• _Exercise objective_
All of the data should be repeated exactly; pictures are not part of the copy.

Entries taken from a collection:
=== Section Start ===

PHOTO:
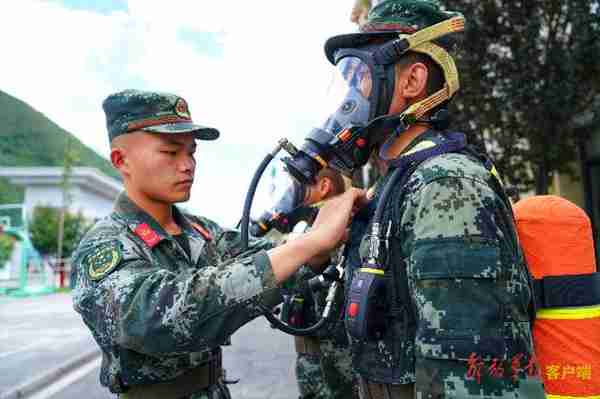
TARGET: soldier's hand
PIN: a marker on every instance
(333, 218)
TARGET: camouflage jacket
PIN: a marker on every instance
(155, 311)
(467, 332)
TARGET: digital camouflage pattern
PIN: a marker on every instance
(155, 311)
(309, 377)
(410, 15)
(328, 375)
(132, 110)
(467, 282)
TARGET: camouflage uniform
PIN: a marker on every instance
(467, 329)
(160, 306)
(156, 312)
(326, 371)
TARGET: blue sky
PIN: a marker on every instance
(99, 6)
(254, 70)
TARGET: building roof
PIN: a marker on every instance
(89, 178)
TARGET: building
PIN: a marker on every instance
(90, 191)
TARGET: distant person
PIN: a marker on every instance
(160, 290)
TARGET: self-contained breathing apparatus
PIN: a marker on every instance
(348, 137)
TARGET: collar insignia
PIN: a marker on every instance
(205, 233)
(149, 236)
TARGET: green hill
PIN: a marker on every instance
(28, 138)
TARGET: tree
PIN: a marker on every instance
(70, 157)
(528, 69)
(6, 247)
(44, 227)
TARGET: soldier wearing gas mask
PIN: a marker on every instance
(437, 293)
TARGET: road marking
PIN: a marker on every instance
(68, 379)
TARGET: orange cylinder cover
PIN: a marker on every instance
(556, 237)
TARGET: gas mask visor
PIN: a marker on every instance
(340, 142)
(286, 196)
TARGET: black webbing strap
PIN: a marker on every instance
(567, 291)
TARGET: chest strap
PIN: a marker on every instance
(192, 381)
(567, 291)
(307, 345)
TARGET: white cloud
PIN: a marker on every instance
(269, 82)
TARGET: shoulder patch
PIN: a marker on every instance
(103, 260)
(205, 233)
(149, 236)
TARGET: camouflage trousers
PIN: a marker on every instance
(217, 391)
(328, 375)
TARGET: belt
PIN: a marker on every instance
(188, 383)
(308, 345)
(374, 390)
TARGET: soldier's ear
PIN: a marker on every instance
(416, 81)
(118, 158)
(325, 187)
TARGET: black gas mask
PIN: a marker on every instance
(287, 210)
(366, 74)
(344, 142)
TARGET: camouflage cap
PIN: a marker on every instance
(133, 110)
(387, 19)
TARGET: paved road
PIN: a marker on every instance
(38, 333)
(41, 331)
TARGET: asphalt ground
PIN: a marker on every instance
(42, 333)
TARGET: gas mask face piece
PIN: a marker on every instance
(361, 121)
(291, 196)
(346, 138)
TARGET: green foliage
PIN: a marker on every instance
(9, 193)
(527, 69)
(28, 138)
(6, 246)
(43, 230)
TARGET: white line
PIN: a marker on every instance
(67, 380)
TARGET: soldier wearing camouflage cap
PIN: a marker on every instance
(438, 295)
(161, 290)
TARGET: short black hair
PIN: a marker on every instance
(336, 180)
(435, 78)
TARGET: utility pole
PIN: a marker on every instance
(68, 160)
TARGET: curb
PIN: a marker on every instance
(42, 380)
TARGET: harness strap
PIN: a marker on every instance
(192, 381)
(567, 291)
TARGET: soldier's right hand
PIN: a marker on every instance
(333, 218)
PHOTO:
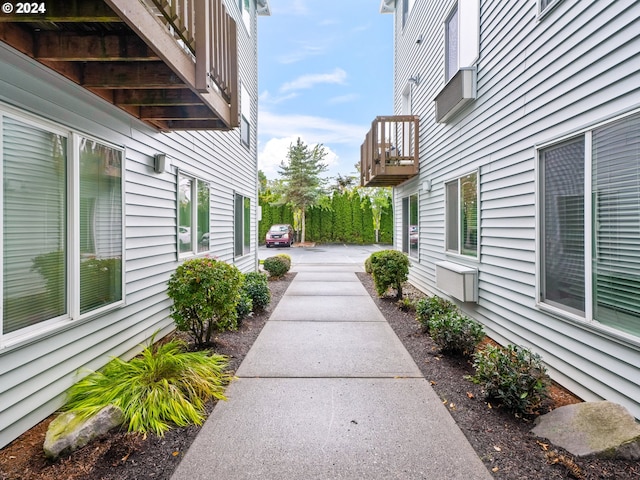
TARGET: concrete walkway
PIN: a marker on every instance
(328, 391)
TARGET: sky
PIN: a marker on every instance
(325, 71)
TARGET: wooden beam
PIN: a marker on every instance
(158, 97)
(136, 75)
(78, 11)
(200, 112)
(67, 46)
(172, 125)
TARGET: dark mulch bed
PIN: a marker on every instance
(501, 439)
(121, 456)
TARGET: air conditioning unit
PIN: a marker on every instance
(457, 281)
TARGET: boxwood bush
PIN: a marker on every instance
(256, 286)
(513, 375)
(390, 268)
(205, 294)
(456, 333)
(431, 307)
(277, 265)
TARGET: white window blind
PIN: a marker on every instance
(616, 193)
(34, 225)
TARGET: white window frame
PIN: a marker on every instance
(459, 251)
(561, 312)
(238, 230)
(245, 117)
(194, 215)
(72, 266)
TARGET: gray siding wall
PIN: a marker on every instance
(538, 79)
(36, 371)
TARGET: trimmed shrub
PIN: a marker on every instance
(256, 286)
(367, 265)
(164, 386)
(430, 307)
(390, 268)
(244, 308)
(277, 266)
(286, 258)
(205, 294)
(456, 333)
(514, 376)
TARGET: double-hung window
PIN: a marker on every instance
(62, 248)
(589, 225)
(410, 224)
(461, 215)
(193, 215)
(242, 225)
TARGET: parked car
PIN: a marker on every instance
(280, 235)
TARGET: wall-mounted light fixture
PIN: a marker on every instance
(161, 163)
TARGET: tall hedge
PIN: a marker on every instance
(348, 219)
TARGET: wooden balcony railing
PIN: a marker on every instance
(171, 63)
(389, 154)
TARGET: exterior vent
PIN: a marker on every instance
(457, 93)
(458, 281)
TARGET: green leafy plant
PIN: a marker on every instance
(430, 307)
(205, 294)
(406, 304)
(244, 308)
(390, 268)
(367, 265)
(513, 375)
(256, 286)
(164, 386)
(277, 266)
(455, 333)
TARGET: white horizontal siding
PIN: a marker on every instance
(35, 372)
(538, 79)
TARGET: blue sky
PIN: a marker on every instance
(325, 72)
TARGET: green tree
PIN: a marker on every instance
(301, 185)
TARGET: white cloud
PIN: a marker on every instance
(313, 129)
(275, 152)
(338, 76)
(344, 98)
(303, 51)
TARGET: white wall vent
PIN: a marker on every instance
(458, 281)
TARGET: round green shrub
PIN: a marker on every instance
(455, 333)
(244, 308)
(430, 307)
(277, 266)
(367, 265)
(390, 268)
(256, 286)
(512, 375)
(205, 294)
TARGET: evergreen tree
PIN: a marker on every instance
(301, 183)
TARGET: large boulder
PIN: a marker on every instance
(602, 429)
(67, 432)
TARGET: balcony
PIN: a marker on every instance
(389, 154)
(170, 63)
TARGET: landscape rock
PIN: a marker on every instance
(67, 432)
(602, 429)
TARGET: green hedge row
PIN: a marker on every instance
(347, 219)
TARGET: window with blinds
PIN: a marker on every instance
(193, 215)
(613, 225)
(616, 232)
(562, 168)
(39, 266)
(34, 228)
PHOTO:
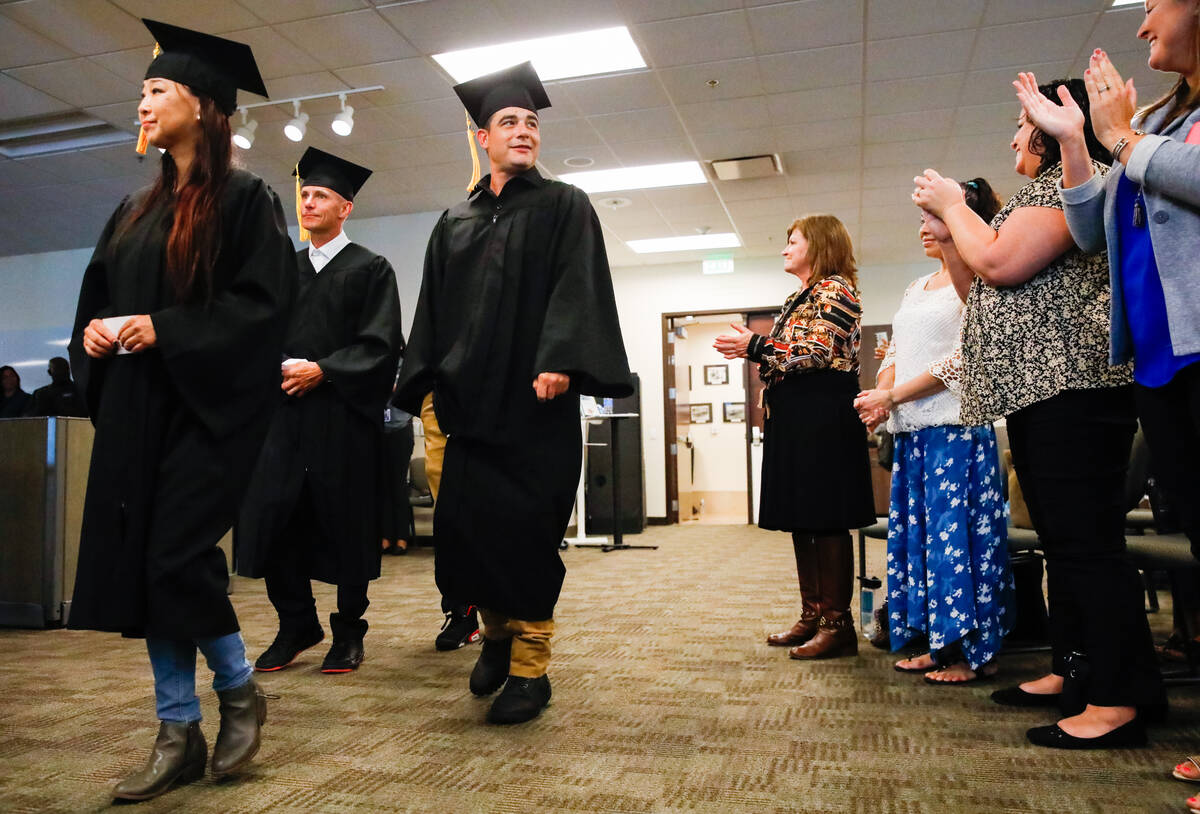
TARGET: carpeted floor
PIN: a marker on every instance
(666, 699)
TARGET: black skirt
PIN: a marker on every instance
(816, 472)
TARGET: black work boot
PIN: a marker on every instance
(523, 699)
(461, 628)
(287, 646)
(178, 756)
(492, 666)
(243, 714)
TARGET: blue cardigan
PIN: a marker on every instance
(1169, 171)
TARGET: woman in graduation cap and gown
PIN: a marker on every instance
(515, 291)
(195, 277)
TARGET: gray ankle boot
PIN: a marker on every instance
(178, 756)
(243, 714)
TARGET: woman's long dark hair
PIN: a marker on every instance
(1047, 147)
(195, 238)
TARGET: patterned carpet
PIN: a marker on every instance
(666, 699)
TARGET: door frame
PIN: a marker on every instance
(670, 447)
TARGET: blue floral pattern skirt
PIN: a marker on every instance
(948, 573)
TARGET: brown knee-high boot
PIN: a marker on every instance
(810, 596)
(835, 630)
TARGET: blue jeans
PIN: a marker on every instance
(173, 662)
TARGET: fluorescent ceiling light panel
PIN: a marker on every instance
(687, 243)
(604, 51)
(637, 178)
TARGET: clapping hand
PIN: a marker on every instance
(935, 193)
(1113, 101)
(1059, 121)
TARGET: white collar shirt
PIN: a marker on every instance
(322, 256)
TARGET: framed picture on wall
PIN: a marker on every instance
(717, 373)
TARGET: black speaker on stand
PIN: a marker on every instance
(600, 473)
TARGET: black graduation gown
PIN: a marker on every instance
(514, 286)
(325, 447)
(179, 426)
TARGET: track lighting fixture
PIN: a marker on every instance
(343, 123)
(295, 129)
(245, 135)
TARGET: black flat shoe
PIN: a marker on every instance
(1015, 696)
(1122, 737)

=== Section End ===

• _Reply_
PHOTO:
TARGET: soldier's hand
PIN: a marker on every instance
(333, 218)
TARGET: camouflage jacket
PIN: a marker on every instance
(155, 311)
(467, 332)
TARGET: digital camouflage pattern
PIN: a marker on every instance
(155, 311)
(309, 377)
(410, 15)
(328, 375)
(132, 110)
(467, 282)
TARGET: camouflage uniform
PIN: a marker on every instance
(467, 329)
(160, 306)
(156, 312)
(326, 371)
TARGET: blue sky
PIN: a marker on every instance
(99, 6)
(254, 70)
TARGET: building roof
PIN: a marker on every instance
(89, 178)
TARGET: building
PIN: a marker on every instance
(90, 191)
TARGET: distant person
PIN: a marker on every instance
(160, 290)
TARGET: self-contained breathing apparatus
PIN: a marker on every instance
(348, 137)
TARGET: collar insignia
PIN: a marker on every instance
(205, 233)
(149, 236)
TARGET: green hill
PIN: a marker on every instance
(28, 138)
TARGET: tree
PIN: a marker on every instance
(70, 157)
(528, 69)
(6, 247)
(44, 227)
TARGET: soldier wearing gas mask
PIN: a marker on every instance
(437, 293)
TARGET: road marking
PIN: a marker on every instance
(68, 379)
TARGET: orange cylinder cover
PIN: a marker on every instance
(556, 237)
TARGET: gas mask visor
PIN: a marker on every instance
(340, 142)
(286, 196)
TARGET: black webbing strap
PIN: a marker on every instance
(567, 291)
TARGET: chest strap
PIN: a marker on every instance
(192, 381)
(567, 291)
(307, 345)
TARGET: white cloud
PIN: a marker on every instance
(269, 82)
TARGET: shoulder patch
PIN: a marker on every instance
(103, 260)
(205, 233)
(149, 236)
TARGET: camouflage trousers
PIN: a marker on every instance
(217, 391)
(328, 375)
TARGET: belt
PIN: a marker on every instance
(188, 383)
(308, 345)
(374, 390)
TARGET: soldier's ear
PIN: a marker on every instance
(416, 81)
(118, 158)
(325, 187)
TARGET: black gas mask
PIN: a marker on every instance
(287, 210)
(366, 74)
(344, 142)
TARGET: camouflage cap
PIN: a marker on every instance
(133, 110)
(387, 19)
TARGET: paved road
PIN: a marker on every instance
(38, 333)
(41, 331)
TARGET: asphalt ground
PIN: a marker on every instance
(42, 333)
TARGET: gas mask face piece
PIN: a marker on every instance
(361, 121)
(291, 196)
(346, 138)
TARGET: green foliage
PIN: a marker on every instance
(9, 193)
(527, 69)
(28, 138)
(6, 246)
(43, 230)
TARGET: white line
PIN: a marker on every instance
(67, 380)
TARGET: soldier wearing camouflage cap
PIN: a marker on every instance
(438, 295)
(161, 290)
TARGET: short black hair
PIN: a marker on every instance
(336, 180)
(435, 78)
TARGET: utility pole
PIN: a marker on every instance
(68, 160)
TARGET: curb
PIN: a marker on every instance
(42, 380)
TARGET: harness strap
PIN: a marker on every instance
(192, 381)
(567, 291)
TARGET: soldier's right hand
PIN: a marker on every instance
(333, 218)
PHOTO:
TARGET: concrete walkway
PIN: a marker on every instance
(328, 391)
TARGET: sky
PIN: a marker on every instance
(325, 71)
TARGET: wooden beam
PIN: a marker on every instance
(158, 97)
(136, 75)
(78, 11)
(200, 112)
(67, 46)
(172, 125)
TARGET: dark mulch bed
PIN: a marker on every instance
(501, 439)
(121, 456)
TARGET: air conditioning unit
PIN: a marker on every instance
(457, 281)
TARGET: boxwood bush
PIN: a marker on every instance
(256, 286)
(513, 375)
(390, 268)
(205, 294)
(456, 333)
(431, 307)
(277, 265)
TARGET: white window blind
PIN: a marker on every instance
(616, 193)
(34, 225)
TARGET: white window frame
PIN: a marker on every instance
(459, 251)
(561, 312)
(238, 230)
(245, 117)
(194, 215)
(72, 266)
TARGET: gray siding wall
PIN: a marker on every instance
(538, 79)
(36, 371)
TARGET: trimmed shrub
PIN: a marker on every instance
(256, 286)
(367, 265)
(164, 386)
(430, 307)
(390, 268)
(244, 308)
(277, 266)
(286, 258)
(205, 294)
(456, 333)
(514, 376)
TARGET: double-hung window
PIN: a marker on every instance
(62, 248)
(589, 225)
(410, 224)
(461, 215)
(193, 215)
(242, 225)
TARGET: parked car
PIN: a marker on every instance
(280, 235)
TARGET: wall-mounted light fixture
PIN: a marker on every instance
(161, 163)
TARGET: tall hedge
PIN: a marker on every instance
(348, 219)
TARGET: wooden balcony railing
PIN: a marker on every instance
(171, 63)
(389, 154)
TARGET: exterior vent
PIN: a marker on every instance
(457, 93)
(458, 281)
TARGET: green leafy plant
PIN: a marker on every instance
(430, 307)
(205, 294)
(406, 304)
(244, 308)
(390, 268)
(367, 265)
(513, 375)
(256, 286)
(164, 386)
(277, 266)
(455, 333)
TARGET: white horizontal siding
PIN: a marker on every instance
(35, 372)
(538, 79)
TARGET: blue sky
PIN: a marker on every instance
(325, 72)
TARGET: green tree
PIN: a marker on every instance
(301, 185)
TARGET: white cloud
PIN: a marker on every instance
(313, 129)
(275, 152)
(338, 76)
(344, 98)
(303, 51)
TARGET: white wall vent
PIN: a marker on every instance
(458, 281)
TARGET: round green shrub
PIN: a marker on every instance
(455, 333)
(244, 308)
(430, 307)
(277, 266)
(367, 265)
(390, 268)
(256, 286)
(512, 375)
(205, 294)
TARGET: evergreen tree
PIN: a marker on every instance
(301, 183)
TARGET: large boulder
PIN: a marker on every instance
(602, 429)
(67, 432)
TARGET: balcony
PIN: a marker on every instance
(389, 154)
(170, 63)
TARGET: landscape rock
PIN: a marker on every instance
(67, 432)
(602, 429)
TARGET: green hedge row
PIN: a marker on every instance
(347, 219)
TARGET: window with blinds
PIN: a marker on every instance
(193, 215)
(613, 225)
(616, 232)
(562, 168)
(39, 266)
(34, 228)
PHOTO:
TARGET: carpeted floor
PIN: a marker on every instance
(666, 699)
TARGET: black skirt
PIN: a marker on every instance
(816, 472)
TARGET: black work boot
PIN: a marker on every instance
(523, 699)
(461, 628)
(287, 646)
(178, 756)
(492, 666)
(243, 714)
TARGET: blue cardigan
PIN: a marker on every instance
(1169, 171)
TARGET: woman in graduation cap and gown
PIN: a marker on every instance
(515, 291)
(195, 277)
TARGET: gray ankle boot
PIN: a marker on every instance
(178, 756)
(243, 714)
TARGET: woman's long dark hair
PIN: a marker on every instance
(1047, 147)
(195, 238)
TARGET: patterned carpet
PIN: a marker on every instance
(666, 699)
TARGET: door frame
PIN: a marker on every instance
(670, 447)
TARGET: blue floral pattern skirt
PIN: a marker on every instance
(948, 573)
TARGET: brown knee-high boot
PIN: a marker on every instance
(810, 596)
(835, 630)
TARGET: blue jeans
PIN: a marker on every instance
(173, 662)
TARGET: fluorescent ceiling light panel
PIN: a marker on every instance
(687, 243)
(604, 51)
(637, 178)
TARGET: clapping hand
PIN: a marker on every instance
(935, 193)
(1113, 101)
(1059, 121)
TARGET: white collar shirt
PIN: a marker on every instance
(322, 256)
TARGET: framed picture on wall
PIN: a marker on every instance
(717, 373)
TARGET: black speaker on stand
PIN: a marker on every instance
(600, 473)
TARGET: black graduation gown
PIN: a marker on every instance
(514, 286)
(325, 447)
(179, 426)
TARGET: track lighting fixture
PIN: a marker on every instance
(343, 123)
(295, 129)
(245, 135)
TARGET: black flat shoe
PIN: a marker on every instance
(1015, 696)
(1122, 737)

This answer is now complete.